• **What you need to do**: Pull out every line in the records below that contains the word "porch", and copy each one as it appears.

Stored records:
Start
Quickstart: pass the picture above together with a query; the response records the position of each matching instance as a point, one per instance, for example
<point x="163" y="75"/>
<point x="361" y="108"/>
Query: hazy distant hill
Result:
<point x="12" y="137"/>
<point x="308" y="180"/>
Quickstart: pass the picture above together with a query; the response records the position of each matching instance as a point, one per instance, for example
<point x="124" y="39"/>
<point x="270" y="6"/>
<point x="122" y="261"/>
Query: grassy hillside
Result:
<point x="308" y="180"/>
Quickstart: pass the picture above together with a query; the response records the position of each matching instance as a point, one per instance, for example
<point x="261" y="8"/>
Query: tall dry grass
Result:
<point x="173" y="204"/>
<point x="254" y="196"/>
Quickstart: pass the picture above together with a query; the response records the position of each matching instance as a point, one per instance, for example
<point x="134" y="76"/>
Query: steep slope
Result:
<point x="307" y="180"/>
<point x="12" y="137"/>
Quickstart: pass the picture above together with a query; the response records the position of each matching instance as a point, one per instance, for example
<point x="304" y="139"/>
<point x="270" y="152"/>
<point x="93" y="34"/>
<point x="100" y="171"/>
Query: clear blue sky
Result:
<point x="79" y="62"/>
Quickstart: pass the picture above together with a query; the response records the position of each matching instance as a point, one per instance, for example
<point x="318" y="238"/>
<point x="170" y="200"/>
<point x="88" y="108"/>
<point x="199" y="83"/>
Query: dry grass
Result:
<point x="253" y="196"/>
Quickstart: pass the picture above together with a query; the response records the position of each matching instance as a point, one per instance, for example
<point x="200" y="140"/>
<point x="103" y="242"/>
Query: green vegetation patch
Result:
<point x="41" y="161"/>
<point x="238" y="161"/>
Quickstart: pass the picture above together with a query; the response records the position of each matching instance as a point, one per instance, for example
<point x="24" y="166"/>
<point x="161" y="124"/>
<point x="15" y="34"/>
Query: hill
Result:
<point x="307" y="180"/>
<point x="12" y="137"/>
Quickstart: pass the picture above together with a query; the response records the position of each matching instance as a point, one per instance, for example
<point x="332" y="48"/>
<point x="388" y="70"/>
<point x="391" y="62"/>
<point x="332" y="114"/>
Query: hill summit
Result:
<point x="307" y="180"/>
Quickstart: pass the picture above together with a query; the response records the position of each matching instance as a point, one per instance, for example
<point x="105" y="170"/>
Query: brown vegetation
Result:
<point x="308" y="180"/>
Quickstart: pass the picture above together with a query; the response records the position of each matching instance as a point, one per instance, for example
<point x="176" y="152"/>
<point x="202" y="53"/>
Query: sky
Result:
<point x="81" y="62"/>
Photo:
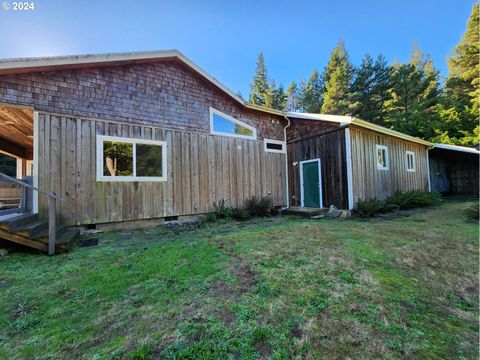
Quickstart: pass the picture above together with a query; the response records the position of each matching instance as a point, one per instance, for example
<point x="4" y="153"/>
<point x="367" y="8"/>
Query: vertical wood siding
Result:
<point x="369" y="182"/>
<point x="201" y="169"/>
<point x="330" y="148"/>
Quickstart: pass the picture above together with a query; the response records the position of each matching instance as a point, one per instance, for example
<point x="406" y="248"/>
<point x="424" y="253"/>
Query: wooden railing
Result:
<point x="52" y="204"/>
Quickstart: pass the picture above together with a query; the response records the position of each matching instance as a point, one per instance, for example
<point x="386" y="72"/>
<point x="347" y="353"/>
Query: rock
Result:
<point x="333" y="212"/>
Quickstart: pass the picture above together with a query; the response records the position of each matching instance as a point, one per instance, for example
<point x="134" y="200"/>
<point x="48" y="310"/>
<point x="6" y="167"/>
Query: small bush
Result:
<point x="413" y="199"/>
<point x="226" y="212"/>
<point x="472" y="212"/>
<point x="369" y="207"/>
<point x="222" y="211"/>
<point x="259" y="206"/>
<point x="240" y="214"/>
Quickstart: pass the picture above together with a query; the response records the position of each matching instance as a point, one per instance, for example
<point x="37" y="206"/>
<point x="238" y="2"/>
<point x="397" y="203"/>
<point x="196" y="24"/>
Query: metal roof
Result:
<point x="350" y="120"/>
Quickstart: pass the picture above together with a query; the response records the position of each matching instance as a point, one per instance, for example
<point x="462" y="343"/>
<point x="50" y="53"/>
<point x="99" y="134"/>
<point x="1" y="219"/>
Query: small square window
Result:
<point x="226" y="125"/>
<point x="382" y="157"/>
<point x="276" y="146"/>
<point x="130" y="159"/>
<point x="410" y="161"/>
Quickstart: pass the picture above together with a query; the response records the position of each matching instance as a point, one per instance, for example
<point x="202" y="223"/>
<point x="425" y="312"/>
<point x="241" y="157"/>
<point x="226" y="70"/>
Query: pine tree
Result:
<point x="259" y="89"/>
<point x="311" y="96"/>
<point x="292" y="97"/>
<point x="280" y="98"/>
<point x="337" y="77"/>
<point x="414" y="95"/>
<point x="459" y="110"/>
<point x="370" y="89"/>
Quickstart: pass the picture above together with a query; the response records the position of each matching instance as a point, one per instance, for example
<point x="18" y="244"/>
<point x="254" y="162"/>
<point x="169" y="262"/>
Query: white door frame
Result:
<point x="319" y="180"/>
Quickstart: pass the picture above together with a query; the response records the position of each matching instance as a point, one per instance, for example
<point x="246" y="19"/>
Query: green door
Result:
<point x="311" y="190"/>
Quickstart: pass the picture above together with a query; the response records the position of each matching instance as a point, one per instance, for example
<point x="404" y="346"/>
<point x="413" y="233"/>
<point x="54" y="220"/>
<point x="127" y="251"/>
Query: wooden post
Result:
<point x="52" y="231"/>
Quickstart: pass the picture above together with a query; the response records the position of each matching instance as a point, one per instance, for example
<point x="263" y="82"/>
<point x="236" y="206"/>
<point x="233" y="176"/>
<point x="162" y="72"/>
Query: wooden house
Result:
<point x="353" y="159"/>
<point x="150" y="135"/>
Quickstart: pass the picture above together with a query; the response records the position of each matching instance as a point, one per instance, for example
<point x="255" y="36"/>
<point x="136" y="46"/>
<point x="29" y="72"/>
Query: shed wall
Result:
<point x="328" y="144"/>
<point x="202" y="169"/>
<point x="368" y="181"/>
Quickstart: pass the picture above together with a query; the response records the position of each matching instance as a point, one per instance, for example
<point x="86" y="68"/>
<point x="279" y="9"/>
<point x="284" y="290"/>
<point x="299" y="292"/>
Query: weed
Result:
<point x="369" y="207"/>
<point x="413" y="199"/>
<point x="259" y="206"/>
<point x="472" y="212"/>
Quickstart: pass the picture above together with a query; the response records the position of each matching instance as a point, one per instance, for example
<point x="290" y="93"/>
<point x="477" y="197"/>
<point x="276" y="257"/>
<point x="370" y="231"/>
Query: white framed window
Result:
<point x="226" y="125"/>
<point x="276" y="146"/>
<point x="128" y="159"/>
<point x="382" y="157"/>
<point x="410" y="161"/>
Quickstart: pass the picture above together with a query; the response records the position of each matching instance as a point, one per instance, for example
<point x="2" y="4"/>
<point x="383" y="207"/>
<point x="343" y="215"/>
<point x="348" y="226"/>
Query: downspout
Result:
<point x="286" y="163"/>
<point x="429" y="147"/>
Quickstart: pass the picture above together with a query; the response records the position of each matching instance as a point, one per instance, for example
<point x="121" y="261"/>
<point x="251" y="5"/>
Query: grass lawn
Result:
<point x="403" y="286"/>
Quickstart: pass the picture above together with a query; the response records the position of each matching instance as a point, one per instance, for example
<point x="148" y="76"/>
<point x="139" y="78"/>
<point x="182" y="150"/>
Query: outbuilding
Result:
<point x="454" y="170"/>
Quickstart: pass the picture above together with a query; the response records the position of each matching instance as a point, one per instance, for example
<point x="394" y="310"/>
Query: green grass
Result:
<point x="402" y="286"/>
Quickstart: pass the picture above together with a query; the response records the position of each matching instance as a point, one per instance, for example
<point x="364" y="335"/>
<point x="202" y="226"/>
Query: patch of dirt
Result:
<point x="296" y="331"/>
<point x="264" y="350"/>
<point x="407" y="261"/>
<point x="221" y="289"/>
<point x="244" y="273"/>
<point x="226" y="316"/>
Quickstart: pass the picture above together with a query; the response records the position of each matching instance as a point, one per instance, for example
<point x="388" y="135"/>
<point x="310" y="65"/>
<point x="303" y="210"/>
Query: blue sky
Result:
<point x="225" y="37"/>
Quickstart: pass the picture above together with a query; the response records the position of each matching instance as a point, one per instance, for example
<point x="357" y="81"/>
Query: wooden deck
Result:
<point x="27" y="229"/>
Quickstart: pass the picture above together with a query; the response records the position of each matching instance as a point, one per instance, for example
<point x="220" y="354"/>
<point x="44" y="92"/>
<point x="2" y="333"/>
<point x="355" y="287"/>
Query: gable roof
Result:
<point x="52" y="63"/>
<point x="350" y="120"/>
<point x="457" y="148"/>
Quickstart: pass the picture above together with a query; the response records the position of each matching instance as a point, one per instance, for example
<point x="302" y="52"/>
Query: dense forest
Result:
<point x="408" y="97"/>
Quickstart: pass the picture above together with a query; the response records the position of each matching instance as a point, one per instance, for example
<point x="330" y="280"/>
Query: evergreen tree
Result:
<point x="414" y="93"/>
<point x="280" y="98"/>
<point x="459" y="110"/>
<point x="259" y="89"/>
<point x="292" y="97"/>
<point x="337" y="77"/>
<point x="311" y="96"/>
<point x="370" y="89"/>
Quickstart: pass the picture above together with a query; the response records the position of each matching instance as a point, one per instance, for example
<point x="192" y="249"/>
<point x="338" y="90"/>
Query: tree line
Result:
<point x="407" y="97"/>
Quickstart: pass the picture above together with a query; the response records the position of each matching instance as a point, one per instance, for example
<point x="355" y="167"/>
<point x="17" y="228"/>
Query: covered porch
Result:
<point x="16" y="158"/>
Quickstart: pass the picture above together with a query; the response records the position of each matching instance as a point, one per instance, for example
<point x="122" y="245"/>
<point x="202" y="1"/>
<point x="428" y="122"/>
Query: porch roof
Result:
<point x="52" y="63"/>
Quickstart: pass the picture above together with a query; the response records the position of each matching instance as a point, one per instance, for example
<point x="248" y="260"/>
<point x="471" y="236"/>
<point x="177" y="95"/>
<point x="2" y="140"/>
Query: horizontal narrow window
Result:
<point x="382" y="157"/>
<point x="223" y="124"/>
<point x="277" y="146"/>
<point x="410" y="161"/>
<point x="126" y="159"/>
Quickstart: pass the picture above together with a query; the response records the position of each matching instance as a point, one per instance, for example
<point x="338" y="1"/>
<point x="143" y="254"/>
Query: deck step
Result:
<point x="304" y="212"/>
<point x="44" y="232"/>
<point x="18" y="221"/>
<point x="66" y="239"/>
<point x="31" y="228"/>
<point x="27" y="229"/>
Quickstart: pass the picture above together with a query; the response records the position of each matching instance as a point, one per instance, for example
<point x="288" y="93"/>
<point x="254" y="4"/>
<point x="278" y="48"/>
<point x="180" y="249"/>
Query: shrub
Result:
<point x="369" y="207"/>
<point x="222" y="211"/>
<point x="240" y="214"/>
<point x="413" y="199"/>
<point x="226" y="212"/>
<point x="472" y="212"/>
<point x="259" y="206"/>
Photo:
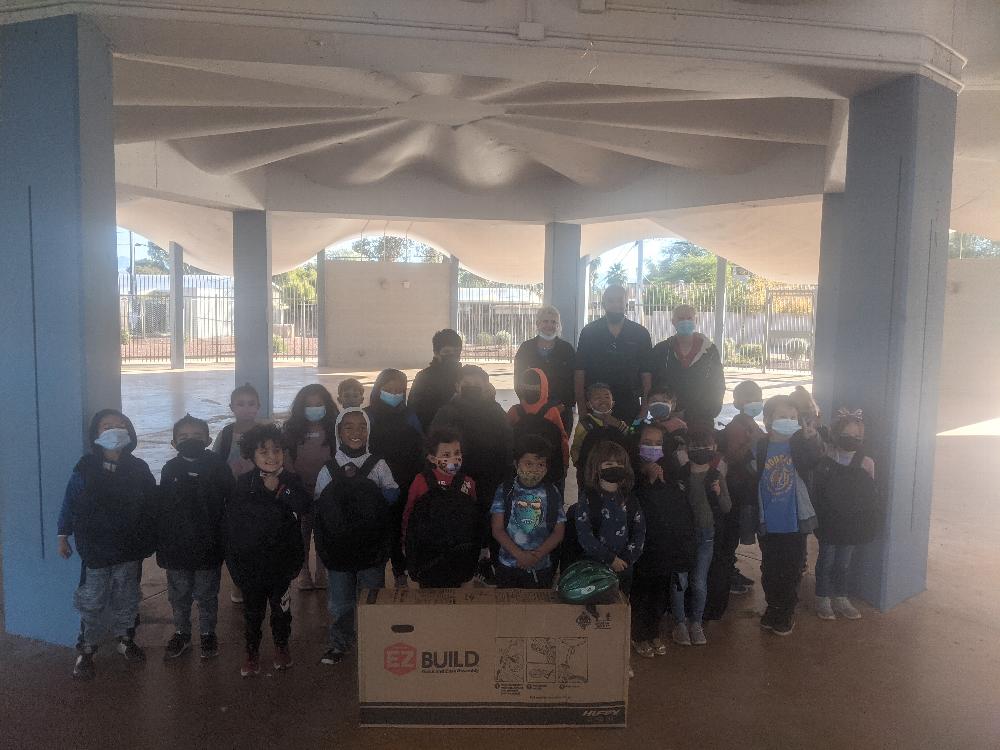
End
• **Solution to the problem**:
Query: covered porch
Query: porch roof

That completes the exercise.